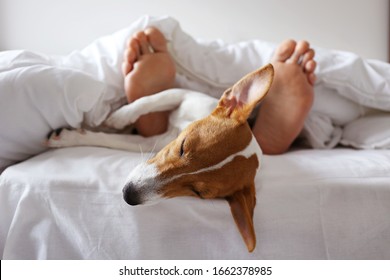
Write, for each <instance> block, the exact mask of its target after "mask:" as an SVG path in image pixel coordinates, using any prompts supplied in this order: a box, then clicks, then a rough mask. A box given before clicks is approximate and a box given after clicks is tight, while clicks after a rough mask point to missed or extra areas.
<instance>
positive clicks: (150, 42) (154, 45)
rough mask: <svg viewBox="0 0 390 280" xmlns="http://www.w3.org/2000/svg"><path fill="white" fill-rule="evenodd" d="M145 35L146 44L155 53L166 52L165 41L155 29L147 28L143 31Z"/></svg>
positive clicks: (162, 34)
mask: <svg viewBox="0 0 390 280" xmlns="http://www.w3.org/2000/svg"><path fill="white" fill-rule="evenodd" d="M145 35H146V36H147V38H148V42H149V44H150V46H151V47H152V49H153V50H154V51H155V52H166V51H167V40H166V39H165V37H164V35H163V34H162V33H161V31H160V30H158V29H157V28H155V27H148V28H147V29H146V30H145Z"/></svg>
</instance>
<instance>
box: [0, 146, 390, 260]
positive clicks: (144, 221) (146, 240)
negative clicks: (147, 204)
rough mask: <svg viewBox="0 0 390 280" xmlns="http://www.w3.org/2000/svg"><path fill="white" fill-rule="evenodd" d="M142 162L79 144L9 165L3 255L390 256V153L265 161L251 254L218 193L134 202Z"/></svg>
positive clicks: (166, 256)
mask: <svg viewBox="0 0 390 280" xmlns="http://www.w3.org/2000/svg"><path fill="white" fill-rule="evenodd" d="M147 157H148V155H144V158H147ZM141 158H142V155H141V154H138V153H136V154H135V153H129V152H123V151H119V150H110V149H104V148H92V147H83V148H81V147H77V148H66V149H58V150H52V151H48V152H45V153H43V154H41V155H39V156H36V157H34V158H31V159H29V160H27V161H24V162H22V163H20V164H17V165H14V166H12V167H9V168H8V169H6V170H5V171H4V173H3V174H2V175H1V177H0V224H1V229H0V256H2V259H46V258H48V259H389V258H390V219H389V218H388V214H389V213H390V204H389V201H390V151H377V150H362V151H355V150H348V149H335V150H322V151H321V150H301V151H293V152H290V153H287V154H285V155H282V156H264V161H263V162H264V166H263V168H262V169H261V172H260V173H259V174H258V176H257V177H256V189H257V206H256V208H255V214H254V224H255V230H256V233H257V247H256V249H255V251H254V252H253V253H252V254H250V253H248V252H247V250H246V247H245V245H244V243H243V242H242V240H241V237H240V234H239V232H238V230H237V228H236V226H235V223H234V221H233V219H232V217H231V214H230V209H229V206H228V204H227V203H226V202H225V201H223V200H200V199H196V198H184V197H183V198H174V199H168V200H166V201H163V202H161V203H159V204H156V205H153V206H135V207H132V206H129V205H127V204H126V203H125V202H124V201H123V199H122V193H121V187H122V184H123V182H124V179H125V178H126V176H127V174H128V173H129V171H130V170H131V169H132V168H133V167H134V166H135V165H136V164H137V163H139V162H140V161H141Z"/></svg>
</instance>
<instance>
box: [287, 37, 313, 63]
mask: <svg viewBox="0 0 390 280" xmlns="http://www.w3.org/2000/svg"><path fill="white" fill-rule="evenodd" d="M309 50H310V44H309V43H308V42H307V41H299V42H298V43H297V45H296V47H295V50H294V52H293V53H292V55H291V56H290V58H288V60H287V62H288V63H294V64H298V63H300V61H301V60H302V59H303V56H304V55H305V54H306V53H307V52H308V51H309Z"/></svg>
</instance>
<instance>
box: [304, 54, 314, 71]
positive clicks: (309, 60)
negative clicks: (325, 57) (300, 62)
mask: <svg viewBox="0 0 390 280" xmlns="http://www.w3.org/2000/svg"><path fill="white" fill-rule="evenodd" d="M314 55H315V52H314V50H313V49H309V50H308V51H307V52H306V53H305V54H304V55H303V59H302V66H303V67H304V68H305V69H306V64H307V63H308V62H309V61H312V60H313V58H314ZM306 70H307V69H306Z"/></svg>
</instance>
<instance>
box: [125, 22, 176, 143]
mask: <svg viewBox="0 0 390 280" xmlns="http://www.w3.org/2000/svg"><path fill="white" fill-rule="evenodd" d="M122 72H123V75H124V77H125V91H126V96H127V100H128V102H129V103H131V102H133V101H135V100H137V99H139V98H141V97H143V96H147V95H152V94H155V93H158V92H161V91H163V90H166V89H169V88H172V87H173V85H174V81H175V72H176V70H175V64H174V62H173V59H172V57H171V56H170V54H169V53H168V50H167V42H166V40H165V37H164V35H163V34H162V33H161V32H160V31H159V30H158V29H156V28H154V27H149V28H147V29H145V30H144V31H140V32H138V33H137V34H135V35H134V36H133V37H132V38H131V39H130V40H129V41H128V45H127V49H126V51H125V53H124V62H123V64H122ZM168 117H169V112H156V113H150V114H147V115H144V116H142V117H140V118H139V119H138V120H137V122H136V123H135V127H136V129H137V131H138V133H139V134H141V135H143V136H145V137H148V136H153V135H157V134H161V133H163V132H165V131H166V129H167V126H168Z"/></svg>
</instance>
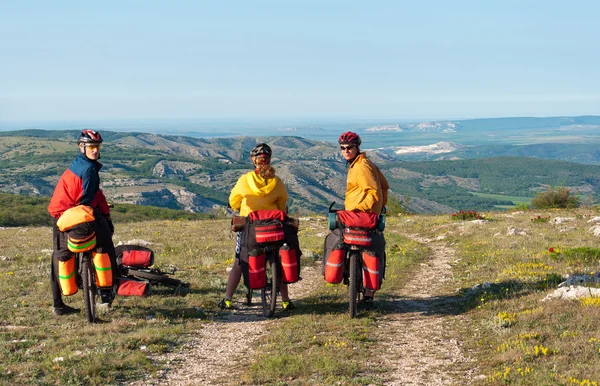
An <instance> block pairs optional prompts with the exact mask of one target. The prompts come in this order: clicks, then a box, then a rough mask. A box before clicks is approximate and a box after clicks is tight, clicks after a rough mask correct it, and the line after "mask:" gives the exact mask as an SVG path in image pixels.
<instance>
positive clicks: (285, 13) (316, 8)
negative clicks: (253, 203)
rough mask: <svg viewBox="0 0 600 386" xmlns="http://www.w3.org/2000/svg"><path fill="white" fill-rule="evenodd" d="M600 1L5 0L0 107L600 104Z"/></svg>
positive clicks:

### Task details
Please return all of the entries word for word, excluding the pictures.

### Result
Write, for each <instance> block, the exact mask of its target after "mask:" as an SVG path in image pixel coordinates, using any prompts supplied in this order: a box, then clicks, then a rough mask. A box given before clicks is approximate and a box given after clicks is tight, while clicks after a rough mask point to missed or extra areas.
<instance>
positive clicks: (150, 42) (154, 45)
rough mask: <svg viewBox="0 0 390 280" xmlns="http://www.w3.org/2000/svg"><path fill="white" fill-rule="evenodd" d="M145 35L146 44L155 53L166 52L165 41L155 29L147 28L143 31Z"/></svg>
positive clicks: (162, 34)
mask: <svg viewBox="0 0 390 280" xmlns="http://www.w3.org/2000/svg"><path fill="white" fill-rule="evenodd" d="M145 35H146V36H147V38H148V42H149V44H150V46H151V47H152V49H153V50H154V51H155V52H166V51H167V40H166V39H165V37H164V35H163V34H162V33H161V31H160V30H158V29H157V28H155V27H148V28H147V29H146V30H145Z"/></svg>
</instance>
<instance>
box: [0, 146, 390, 260]
positive clicks: (144, 221) (146, 240)
negative clicks: (147, 204)
rough mask: <svg viewBox="0 0 390 280" xmlns="http://www.w3.org/2000/svg"><path fill="white" fill-rule="evenodd" d="M142 162L79 144L9 165L3 255L390 256V153L265 161L251 254L218 193L134 202Z"/></svg>
positive clicks: (166, 256)
mask: <svg viewBox="0 0 390 280" xmlns="http://www.w3.org/2000/svg"><path fill="white" fill-rule="evenodd" d="M147 157H148V155H144V158H147ZM141 158H142V155H141V154H138V153H136V154H135V153H129V152H123V151H119V150H110V149H104V148H92V147H83V148H81V147H77V148H66V149H58V150H52V151H48V152H45V153H43V154H41V155H39V156H36V157H34V158H31V159H29V160H27V161H24V162H22V163H20V164H17V165H14V166H12V167H9V168H8V169H6V170H5V171H4V173H3V174H2V175H1V177H0V224H1V229H0V256H2V259H46V258H48V259H389V258H390V219H389V218H388V214H389V213H390V204H389V201H390V151H377V150H362V151H355V150H348V149H335V150H322V151H321V150H301V151H293V152H290V153H287V154H285V155H282V156H264V161H263V162H264V166H263V168H262V169H261V172H260V173H259V174H258V176H257V177H256V189H257V206H256V208H255V214H254V224H255V230H256V233H257V247H256V249H255V251H254V252H253V253H252V254H250V253H248V252H247V250H246V247H245V245H244V243H243V242H242V240H241V237H240V234H239V232H238V230H237V228H236V226H235V223H234V221H233V219H232V217H231V214H230V209H229V206H228V204H227V203H226V202H225V201H223V200H200V199H196V198H184V197H183V198H174V199H168V200H166V201H163V202H161V203H159V204H156V205H153V206H135V207H132V206H129V205H127V204H126V203H125V202H124V201H123V199H122V193H121V187H122V184H123V182H124V179H125V178H126V176H127V174H128V173H129V171H130V170H131V169H132V168H133V167H134V166H135V165H136V164H137V163H139V162H140V161H141Z"/></svg>
</instance>
<instance>
box: [287, 37, 313, 63]
mask: <svg viewBox="0 0 390 280" xmlns="http://www.w3.org/2000/svg"><path fill="white" fill-rule="evenodd" d="M309 50H310V44H309V43H308V42H307V41H299V42H298V43H297V45H296V47H295V50H294V52H293V53H292V55H291V56H290V58H288V60H287V62H288V63H294V64H298V63H300V61H301V60H302V59H303V56H304V55H305V54H306V53H307V52H308V51H309Z"/></svg>
</instance>
<instance>
box: [304, 54, 314, 71]
positive clicks: (309, 60)
negative clicks: (325, 57) (300, 62)
mask: <svg viewBox="0 0 390 280" xmlns="http://www.w3.org/2000/svg"><path fill="white" fill-rule="evenodd" d="M314 55H315V52H314V50H313V49H309V50H308V51H307V52H306V53H305V54H304V55H303V59H302V66H303V67H304V68H305V69H306V64H307V63H308V62H309V61H312V60H313V58H314ZM306 70H307V69H306Z"/></svg>
</instance>
<instance>
box: [125, 22, 176, 143]
mask: <svg viewBox="0 0 390 280" xmlns="http://www.w3.org/2000/svg"><path fill="white" fill-rule="evenodd" d="M122 72H123V75H124V77H125V91H126V96H127V100H128V102H129V103H131V102H133V101H135V100H137V99H139V98H141V97H143V96H147V95H152V94H155V93H158V92H161V91H163V90H166V89H169V88H172V87H173V85H174V81H175V72H176V70H175V64H174V62H173V59H172V57H171V56H170V54H169V53H168V50H167V42H166V40H165V37H164V35H163V34H162V33H161V32H160V31H159V30H158V29H156V28H154V27H149V28H147V29H145V30H144V31H140V32H138V33H137V34H135V35H134V36H133V37H132V38H131V39H130V40H129V41H128V45H127V49H126V51H125V53H124V62H123V64H122ZM168 117H169V112H156V113H150V114H147V115H144V116H142V117H140V118H139V119H138V120H137V122H136V123H135V127H136V129H137V131H138V133H139V134H141V135H143V136H145V137H148V136H153V135H157V134H161V133H163V132H165V131H166V129H167V126H168Z"/></svg>
</instance>
An <instance> block pairs optional prompts with the exact mask of one target. The prompts come in this order: clicks, then a box, then a rough mask. A box before clicks is approximate and a box after clicks is tight, clicks after a rough mask correct it, and the line after "mask:" gives the exact mask as an SVG path in image pixels.
<instance>
positive clicks: (285, 13) (316, 8)
negative clicks: (253, 203)
rough mask: <svg viewBox="0 0 600 386" xmlns="http://www.w3.org/2000/svg"><path fill="white" fill-rule="evenodd" d="M600 1L5 0L0 107L600 104Z"/></svg>
positive clicks:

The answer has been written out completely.